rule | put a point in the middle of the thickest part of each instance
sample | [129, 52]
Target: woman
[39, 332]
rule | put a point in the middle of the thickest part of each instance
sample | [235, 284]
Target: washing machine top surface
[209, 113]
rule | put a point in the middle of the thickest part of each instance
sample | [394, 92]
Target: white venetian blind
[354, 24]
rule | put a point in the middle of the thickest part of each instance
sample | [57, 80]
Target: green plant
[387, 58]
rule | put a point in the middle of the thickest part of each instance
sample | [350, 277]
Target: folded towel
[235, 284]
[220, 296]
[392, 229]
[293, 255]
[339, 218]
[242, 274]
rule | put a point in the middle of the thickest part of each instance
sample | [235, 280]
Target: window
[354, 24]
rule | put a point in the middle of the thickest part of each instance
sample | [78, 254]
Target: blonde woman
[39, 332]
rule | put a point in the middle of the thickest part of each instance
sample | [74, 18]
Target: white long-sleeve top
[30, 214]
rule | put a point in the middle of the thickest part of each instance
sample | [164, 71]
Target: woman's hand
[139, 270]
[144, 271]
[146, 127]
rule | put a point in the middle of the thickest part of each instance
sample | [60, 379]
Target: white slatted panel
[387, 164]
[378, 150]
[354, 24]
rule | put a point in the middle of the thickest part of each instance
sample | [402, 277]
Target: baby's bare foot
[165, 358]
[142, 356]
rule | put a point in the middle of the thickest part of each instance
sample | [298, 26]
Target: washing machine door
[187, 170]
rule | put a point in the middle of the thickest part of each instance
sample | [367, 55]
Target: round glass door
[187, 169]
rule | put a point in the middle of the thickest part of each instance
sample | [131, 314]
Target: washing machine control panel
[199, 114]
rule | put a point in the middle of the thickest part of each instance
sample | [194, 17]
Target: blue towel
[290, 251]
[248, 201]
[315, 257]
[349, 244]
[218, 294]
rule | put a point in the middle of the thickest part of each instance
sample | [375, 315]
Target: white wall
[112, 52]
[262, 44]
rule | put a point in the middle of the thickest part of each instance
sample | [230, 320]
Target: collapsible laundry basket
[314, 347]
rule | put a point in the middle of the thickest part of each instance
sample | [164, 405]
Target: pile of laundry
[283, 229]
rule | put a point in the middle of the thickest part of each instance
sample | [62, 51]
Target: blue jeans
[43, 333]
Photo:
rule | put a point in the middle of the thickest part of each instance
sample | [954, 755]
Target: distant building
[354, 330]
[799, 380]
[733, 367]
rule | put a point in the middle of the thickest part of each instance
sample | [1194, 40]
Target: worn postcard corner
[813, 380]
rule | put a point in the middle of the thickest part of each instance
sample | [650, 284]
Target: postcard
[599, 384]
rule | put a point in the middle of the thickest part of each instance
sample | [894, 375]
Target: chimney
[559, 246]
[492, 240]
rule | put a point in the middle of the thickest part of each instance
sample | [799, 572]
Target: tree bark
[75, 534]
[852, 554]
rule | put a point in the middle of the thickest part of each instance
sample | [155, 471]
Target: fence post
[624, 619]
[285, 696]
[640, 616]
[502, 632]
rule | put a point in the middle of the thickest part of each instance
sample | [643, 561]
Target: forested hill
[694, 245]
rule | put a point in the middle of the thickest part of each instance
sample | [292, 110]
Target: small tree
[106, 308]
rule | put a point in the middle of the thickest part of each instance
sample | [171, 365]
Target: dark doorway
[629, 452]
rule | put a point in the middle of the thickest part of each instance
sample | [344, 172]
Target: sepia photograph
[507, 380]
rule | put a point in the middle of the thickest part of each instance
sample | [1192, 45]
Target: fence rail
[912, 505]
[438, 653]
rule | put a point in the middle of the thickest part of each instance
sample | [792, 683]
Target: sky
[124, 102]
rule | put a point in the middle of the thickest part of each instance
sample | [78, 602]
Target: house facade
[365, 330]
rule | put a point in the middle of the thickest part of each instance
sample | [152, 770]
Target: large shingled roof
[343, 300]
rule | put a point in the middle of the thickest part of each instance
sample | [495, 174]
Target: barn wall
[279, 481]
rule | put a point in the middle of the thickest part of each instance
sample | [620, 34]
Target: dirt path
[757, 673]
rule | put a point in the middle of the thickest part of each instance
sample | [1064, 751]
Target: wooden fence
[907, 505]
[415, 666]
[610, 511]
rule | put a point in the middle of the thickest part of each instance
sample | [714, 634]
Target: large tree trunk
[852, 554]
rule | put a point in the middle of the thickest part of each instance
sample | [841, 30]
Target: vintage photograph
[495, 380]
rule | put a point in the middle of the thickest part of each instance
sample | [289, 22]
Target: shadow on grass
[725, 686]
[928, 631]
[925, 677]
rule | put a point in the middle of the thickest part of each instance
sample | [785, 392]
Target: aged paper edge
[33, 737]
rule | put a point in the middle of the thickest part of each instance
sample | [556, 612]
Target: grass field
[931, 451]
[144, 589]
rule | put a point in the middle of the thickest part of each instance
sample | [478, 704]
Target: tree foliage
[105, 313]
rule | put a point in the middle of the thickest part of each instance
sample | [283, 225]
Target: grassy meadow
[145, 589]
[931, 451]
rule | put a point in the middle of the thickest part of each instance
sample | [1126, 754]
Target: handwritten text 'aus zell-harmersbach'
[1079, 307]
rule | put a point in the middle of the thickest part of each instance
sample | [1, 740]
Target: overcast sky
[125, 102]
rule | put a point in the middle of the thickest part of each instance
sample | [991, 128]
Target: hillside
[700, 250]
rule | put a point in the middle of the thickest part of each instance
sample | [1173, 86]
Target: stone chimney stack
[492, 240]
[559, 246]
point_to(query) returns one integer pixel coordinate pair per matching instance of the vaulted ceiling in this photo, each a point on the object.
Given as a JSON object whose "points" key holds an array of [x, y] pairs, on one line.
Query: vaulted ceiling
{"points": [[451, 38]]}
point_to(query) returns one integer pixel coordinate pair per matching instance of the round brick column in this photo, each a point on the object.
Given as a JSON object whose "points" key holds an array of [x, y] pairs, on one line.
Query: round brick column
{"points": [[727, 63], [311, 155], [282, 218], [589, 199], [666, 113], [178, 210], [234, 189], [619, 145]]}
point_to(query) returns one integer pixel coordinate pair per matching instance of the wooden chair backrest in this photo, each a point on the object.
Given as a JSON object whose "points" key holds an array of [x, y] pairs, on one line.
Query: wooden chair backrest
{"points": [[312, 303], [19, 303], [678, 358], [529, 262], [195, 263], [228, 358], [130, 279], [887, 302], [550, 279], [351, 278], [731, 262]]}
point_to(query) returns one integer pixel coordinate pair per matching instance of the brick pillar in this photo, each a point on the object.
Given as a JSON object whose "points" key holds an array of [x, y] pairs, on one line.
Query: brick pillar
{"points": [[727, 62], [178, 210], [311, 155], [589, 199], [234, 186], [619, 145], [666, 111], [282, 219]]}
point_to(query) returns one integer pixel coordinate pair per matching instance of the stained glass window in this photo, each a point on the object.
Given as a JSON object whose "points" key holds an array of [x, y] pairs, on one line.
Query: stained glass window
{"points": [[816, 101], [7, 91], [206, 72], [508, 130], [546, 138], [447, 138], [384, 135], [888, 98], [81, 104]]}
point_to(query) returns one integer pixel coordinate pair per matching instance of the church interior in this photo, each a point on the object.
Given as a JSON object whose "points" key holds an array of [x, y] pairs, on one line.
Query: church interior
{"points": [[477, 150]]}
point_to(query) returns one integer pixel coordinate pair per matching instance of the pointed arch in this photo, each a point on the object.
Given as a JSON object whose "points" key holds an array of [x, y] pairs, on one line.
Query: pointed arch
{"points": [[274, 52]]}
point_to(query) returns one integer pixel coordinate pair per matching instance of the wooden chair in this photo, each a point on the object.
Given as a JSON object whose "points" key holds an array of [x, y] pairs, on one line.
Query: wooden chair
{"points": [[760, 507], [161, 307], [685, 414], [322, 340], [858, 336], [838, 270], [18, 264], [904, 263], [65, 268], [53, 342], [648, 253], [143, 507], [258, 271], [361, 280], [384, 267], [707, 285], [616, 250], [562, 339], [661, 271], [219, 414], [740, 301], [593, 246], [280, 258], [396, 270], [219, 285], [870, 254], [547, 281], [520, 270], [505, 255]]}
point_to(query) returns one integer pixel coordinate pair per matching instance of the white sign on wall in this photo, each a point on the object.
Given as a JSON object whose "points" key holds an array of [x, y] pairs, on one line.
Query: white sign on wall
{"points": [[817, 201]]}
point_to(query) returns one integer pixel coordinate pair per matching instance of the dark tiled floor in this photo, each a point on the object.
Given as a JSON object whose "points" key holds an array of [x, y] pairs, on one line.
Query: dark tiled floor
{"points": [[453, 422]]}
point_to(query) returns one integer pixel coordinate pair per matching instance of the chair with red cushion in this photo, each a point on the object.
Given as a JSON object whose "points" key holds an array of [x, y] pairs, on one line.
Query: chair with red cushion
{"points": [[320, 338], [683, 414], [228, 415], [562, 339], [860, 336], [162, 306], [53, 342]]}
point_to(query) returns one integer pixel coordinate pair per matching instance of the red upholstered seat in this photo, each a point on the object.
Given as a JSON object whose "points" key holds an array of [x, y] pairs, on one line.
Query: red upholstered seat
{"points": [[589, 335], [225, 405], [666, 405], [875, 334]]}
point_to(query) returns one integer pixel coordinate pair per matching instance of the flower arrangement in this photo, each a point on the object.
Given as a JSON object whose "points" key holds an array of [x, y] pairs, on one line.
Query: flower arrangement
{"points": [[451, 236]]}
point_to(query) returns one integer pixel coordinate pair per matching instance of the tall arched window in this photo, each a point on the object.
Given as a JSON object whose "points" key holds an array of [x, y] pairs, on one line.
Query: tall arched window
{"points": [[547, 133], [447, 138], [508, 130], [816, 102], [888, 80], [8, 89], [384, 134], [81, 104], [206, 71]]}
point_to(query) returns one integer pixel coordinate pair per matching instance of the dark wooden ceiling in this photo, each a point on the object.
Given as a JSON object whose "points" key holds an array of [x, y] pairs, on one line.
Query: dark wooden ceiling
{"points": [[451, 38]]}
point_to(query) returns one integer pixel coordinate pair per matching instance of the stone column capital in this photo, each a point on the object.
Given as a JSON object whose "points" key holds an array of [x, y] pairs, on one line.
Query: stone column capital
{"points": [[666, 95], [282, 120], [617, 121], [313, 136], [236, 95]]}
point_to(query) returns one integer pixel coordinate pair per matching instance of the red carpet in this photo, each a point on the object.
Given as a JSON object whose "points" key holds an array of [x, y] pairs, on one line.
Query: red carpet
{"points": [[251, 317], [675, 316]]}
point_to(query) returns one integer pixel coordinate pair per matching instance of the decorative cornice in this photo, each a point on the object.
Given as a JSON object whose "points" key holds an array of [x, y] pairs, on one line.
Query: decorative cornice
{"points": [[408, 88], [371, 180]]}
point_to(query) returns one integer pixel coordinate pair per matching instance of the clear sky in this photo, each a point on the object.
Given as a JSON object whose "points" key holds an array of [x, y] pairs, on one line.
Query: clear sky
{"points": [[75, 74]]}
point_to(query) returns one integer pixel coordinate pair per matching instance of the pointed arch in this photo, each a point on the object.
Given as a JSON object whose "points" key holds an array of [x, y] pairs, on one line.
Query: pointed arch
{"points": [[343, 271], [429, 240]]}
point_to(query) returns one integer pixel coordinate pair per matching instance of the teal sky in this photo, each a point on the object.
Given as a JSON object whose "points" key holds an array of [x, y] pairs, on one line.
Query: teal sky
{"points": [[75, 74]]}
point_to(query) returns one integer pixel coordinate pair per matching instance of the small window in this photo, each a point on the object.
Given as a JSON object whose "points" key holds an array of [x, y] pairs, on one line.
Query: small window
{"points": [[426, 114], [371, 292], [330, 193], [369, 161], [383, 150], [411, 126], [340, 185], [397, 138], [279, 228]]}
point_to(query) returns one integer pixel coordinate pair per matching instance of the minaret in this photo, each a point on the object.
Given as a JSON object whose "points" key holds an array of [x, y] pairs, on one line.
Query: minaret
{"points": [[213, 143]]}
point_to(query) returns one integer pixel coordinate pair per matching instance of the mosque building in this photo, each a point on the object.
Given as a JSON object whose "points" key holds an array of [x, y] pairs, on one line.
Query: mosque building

________________

# Exercise goal:
From the entries above, extract each line containing "mosque".

# Exercise response:
point_to(query) returns one integer pixel coordinate pair per matching instance of the mosque building in this photo, each a point on the object.
Query: mosque building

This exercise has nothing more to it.